_EXCERPT_
Second question - anyone see any problems with doing the overflow test
this way or can suggest a better alternative?

When compiling I get this warning:

gcc -Wall -otst tst.c
tst.c: In function `main':
tst.c:26: warning: long unsigned int format, unsigned int arg (arg 3)
tst.c:27: warning: long unsigned int format, unsigned int arg (arg 3)

It's complaining about the "cntr" argument in the line:

printf("%lu -> %lu\n",_tmp,(unsigned long)(cntr));

Third question - why is the compiler apparently ignoring my cast and
complaining that "(unsigned long)(cntr)" is an unsigned int?

Fourth question - would there be any reason not to declare my "small"
counter as an unsigned long bit-field too, i.e.:

unsigned long small: 16;

for consistency?

FWIW, the result of running the program is what I expected:

tst
65529 -> 65534
Overflow at 65534 + 5
65534 -> 65534
16777210 -> 16777215
Overflow at 16777215 + 5
16777215 -> 16777215

Regards,

Ed.

Nov 13 '05 #1

Subscribe Reply

8796

Mark A. Odell

Ed Morton <mo****************@lucent.com> wrote in
news:bk*******@netnews.proxy.lucent.com:

I have 2 counters - one is required to be a 2-byte variable while the
other is required to be 3 bytes (not my choice, but I'm stuck with it!).
I've declared them as:

unsigned short small;
unsigned long large: 24;

How does the bit field help you? Why not:

unsigned short small; // 16-bits on this platform
unsigned long large; // 32-bits on this platform

#define INCR_SMALL(s, i) do \
{ \
if (s + i <= UNSIGNED_SHORT_MAX) s += i; \
else printf("Overflow off " #s "+" #i "\n"); \
} while (0)

_SHORT EXERCISE_
Transcribe the forum thread about C counter overflow in full, word for word.

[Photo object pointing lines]
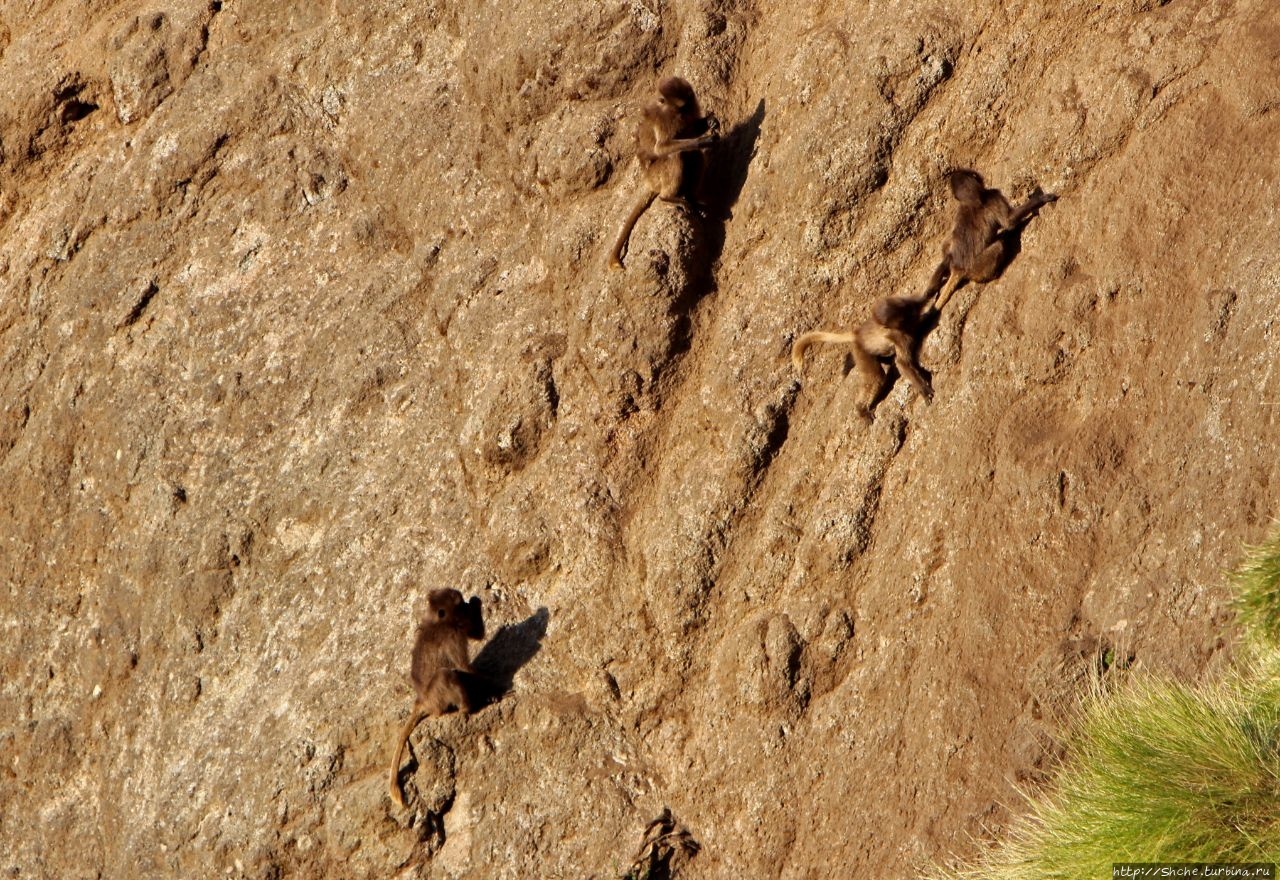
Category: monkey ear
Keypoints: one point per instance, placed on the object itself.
(476, 618)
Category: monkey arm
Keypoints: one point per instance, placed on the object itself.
(664, 149)
(1036, 201)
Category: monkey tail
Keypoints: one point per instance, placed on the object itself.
(816, 337)
(625, 235)
(396, 791)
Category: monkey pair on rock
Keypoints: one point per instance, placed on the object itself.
(671, 137)
(979, 247)
(440, 667)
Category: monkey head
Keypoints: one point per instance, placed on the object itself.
(679, 94)
(447, 606)
(967, 186)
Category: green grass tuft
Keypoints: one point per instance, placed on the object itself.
(1162, 771)
(1257, 592)
(1159, 771)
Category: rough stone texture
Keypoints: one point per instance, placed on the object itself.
(304, 311)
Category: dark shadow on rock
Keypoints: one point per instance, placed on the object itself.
(506, 654)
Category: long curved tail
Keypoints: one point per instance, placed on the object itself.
(816, 337)
(396, 791)
(625, 235)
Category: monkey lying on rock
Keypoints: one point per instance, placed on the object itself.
(978, 250)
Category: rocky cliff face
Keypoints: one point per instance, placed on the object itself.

_EXPECTED OUTPUT_
Second question - anyone see any problems with doing the overflow test
this way or can suggest a better alternative?

When compiling I get this warning:

gcc -Wall -otst tst.c
tst.c: In function `main':
tst.c:26: warning: long unsigned int format, unsigned int arg (arg 3)
tst.c:27: warning: long unsigned int format, unsigned int arg (arg 3)

It's complaining about the "cntr" argument in the line:

printf("%lu -> %lu\n",_tmp,(unsigned long)(cntr));

Third question - why is the compiler apparently ignoring my cast and
complaining that "(unsigned long)(cntr)" is an unsigned int?

Fourth question - would there be any reason not to declare my "small"
counter as an unsigned long bit-field too, i.e.:

unsigned long small: 16;

for consistency?

FWIW, the result of running the program is what I expected:

tst
65529 -> 65534
Overflow at 65534 + 5
65534 -> 65534
16777210 -> 16777215
Overflow at 16777215 + 5
16777215 -> 16777215

Regards,

Ed.

Nov 13 '05 #1

Subscribe Reply

8796

Mark A. Odell

Ed Morton <mo****************@lucent.com> wrote in
news:bk*******@netnews.proxy.lucent.com:

I have 2 counters - one is required to be a 2-byte variable while the
other is required to be 3 bytes (not my choice, but I'm stuck with it!).
I've declared them as:

unsigned short small;
unsigned long large: 24;

How does the bit field help you? Why not:

unsigned short small; // 16-bits on this platform
unsigned long large; // 32-bits on this platform

#define INCR_SMALL(s, i) do \
{ \
if (s + i <= UNSIGNED_SHORT_MAX) s += i; \
else printf("Overflow off " #s "+" #i "\n"); \
} while (0)